::: Given data :::

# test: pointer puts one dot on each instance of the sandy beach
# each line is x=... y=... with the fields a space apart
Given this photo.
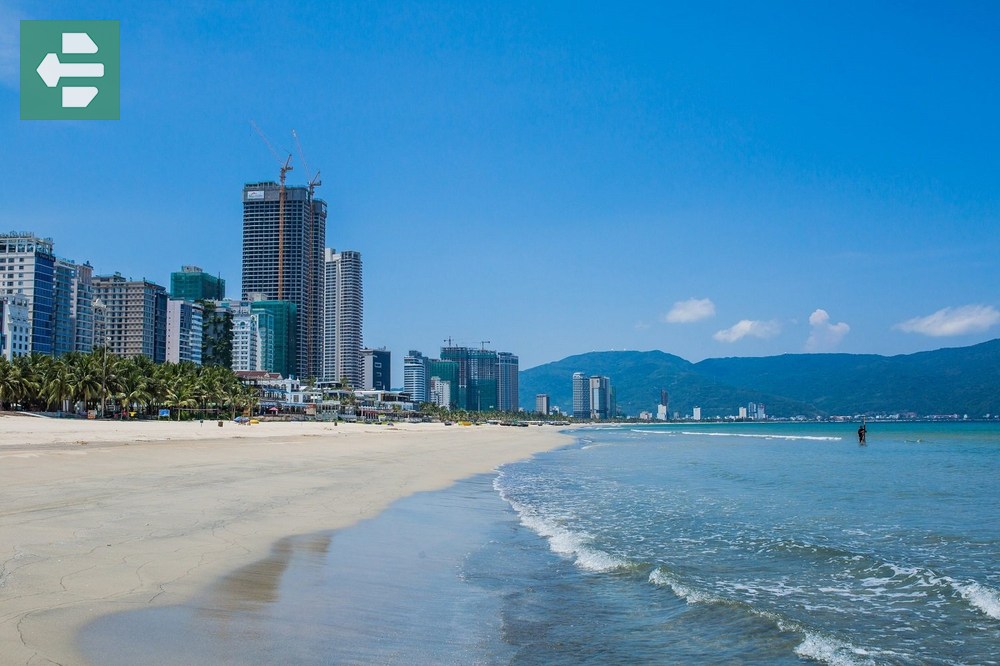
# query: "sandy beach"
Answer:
x=100 y=517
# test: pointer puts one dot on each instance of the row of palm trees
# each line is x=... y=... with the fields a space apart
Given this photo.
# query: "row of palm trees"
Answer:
x=130 y=386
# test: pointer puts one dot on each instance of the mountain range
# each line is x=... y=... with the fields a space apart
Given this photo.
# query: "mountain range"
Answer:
x=960 y=380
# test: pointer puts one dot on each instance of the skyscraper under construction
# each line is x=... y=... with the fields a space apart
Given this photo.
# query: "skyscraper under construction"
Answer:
x=283 y=260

:::

Convert the data above into a two-column CSV with the header input,output. Give each answer its own row, with the text leading up to it in the input field and the answer in the output field, each field quoted and its line breaks replaced by spaces, and leave out the pictures.

Solution to this task:
input,output
"# test: pointer puts one dot on each instance of the sandy beach # each line is x=... y=... with the fields a space apart Given this photo. # query: ""sandy beach"" Answer:","x=100 y=517"
"# test: pointer puts one dot on each instance of the row of palm trees # each line is x=... y=... with the fields a space apart Given this photo. # query: ""row of palm trees"" Answer:","x=130 y=386"
"# test: pointer puts one dot on each instance of the mountain range # each line is x=... y=... with the fields a space apart Given this photo. # query: ""mountain range"" Answer:","x=960 y=380"
"# test: pointer puts one dot on each instance of the skyscraper under construction # each line is x=... y=... with the fields a space apart Given this photo. # query: ""skyscraper under construction"" Answer:","x=283 y=260"